▶ Entries provided
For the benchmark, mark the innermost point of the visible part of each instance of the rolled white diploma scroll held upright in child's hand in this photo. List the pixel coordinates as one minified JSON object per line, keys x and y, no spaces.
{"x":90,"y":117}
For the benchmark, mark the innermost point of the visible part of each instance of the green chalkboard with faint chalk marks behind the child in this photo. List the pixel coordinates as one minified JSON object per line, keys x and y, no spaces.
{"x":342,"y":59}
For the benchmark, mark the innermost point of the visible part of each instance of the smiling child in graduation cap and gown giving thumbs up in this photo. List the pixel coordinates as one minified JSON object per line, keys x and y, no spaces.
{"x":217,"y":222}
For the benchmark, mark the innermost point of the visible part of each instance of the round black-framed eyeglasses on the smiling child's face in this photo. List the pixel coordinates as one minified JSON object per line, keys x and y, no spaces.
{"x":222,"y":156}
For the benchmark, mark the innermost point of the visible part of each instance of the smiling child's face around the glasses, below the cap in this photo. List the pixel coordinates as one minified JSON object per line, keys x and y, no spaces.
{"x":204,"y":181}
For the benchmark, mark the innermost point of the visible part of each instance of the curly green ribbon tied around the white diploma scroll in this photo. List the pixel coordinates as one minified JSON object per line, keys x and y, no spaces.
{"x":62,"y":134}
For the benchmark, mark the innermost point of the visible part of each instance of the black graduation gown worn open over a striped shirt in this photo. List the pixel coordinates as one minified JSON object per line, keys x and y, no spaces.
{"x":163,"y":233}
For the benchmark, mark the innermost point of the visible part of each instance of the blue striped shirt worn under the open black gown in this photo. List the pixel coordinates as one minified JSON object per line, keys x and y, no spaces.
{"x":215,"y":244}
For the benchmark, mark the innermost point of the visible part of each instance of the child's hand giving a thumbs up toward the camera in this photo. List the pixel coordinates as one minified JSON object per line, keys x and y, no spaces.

▶ Exercise directions
All of the material must be written out again exactly.

▶ Task solution
For the benchmark, mark the innermost point of the visible part of each instance of the rolled white diploma scroll held upright in child's hand in this photo. List the pixel coordinates as one minified JSON object per line, keys x and y, no spaces.
{"x":90,"y":117}
For the benchmark, mark the innermost point of the visible part of each instance of the green chalkboard with faint chalk marks behind the child in this photo. List the pixel coordinates as one minified JSON object per line, keys x and y, no spaces.
{"x":342,"y":59}
For the benchmark, mark the innermost point of the visible part of each instance of the smiling child in graduation cap and gown giving thumbs up in this photo. List the pixel coordinates as one minified JSON object per line, keys x and y, no spaces.
{"x":217,"y":222}
For the benchmark, mark the innermost point of the visible part of each instance of the round black-framed eyeglasses on the smiling child's face in this photo. List the pixel coordinates as one minified JSON object per line, keys x and y, no spaces.
{"x":222,"y":156}
For the benchmark, mark the innermost point of the visible part of each instance of the smiling child's face around the glasses, below the cap in this photo. List the pixel coordinates as one minified JSON object per line, keys x and y, no spaces.
{"x":204,"y":181}
For the benchmark, mark the innermost point of the visible part of each instance of the curly green ribbon tied around the white diploma scroll in this photo. List the pixel coordinates as one minified JSON object per line, keys x and y, no spaces.
{"x":62,"y":134}
For the benchmark, mark the innermost point of the visible part of each instance of the black graduation gown worn open over a striped shirt in this photo. List the pixel coordinates as one minified JSON object per line, keys x and y, no spaces.
{"x":163,"y":233}
For the benchmark, mark the innermost point of the visible part of each instance of the blue striped shirt worn under the open black gown in this photo. List the pixel coordinates as one minified JSON object per line, keys x and y, no spaces.
{"x":215,"y":244}
For the benchmark, mark the innermost point of the visible part of each instance of the child's hand giving a thumbs up toward the camera in this photo. List the pixel coordinates as one minified JSON object per line, keys x and y, no spaces.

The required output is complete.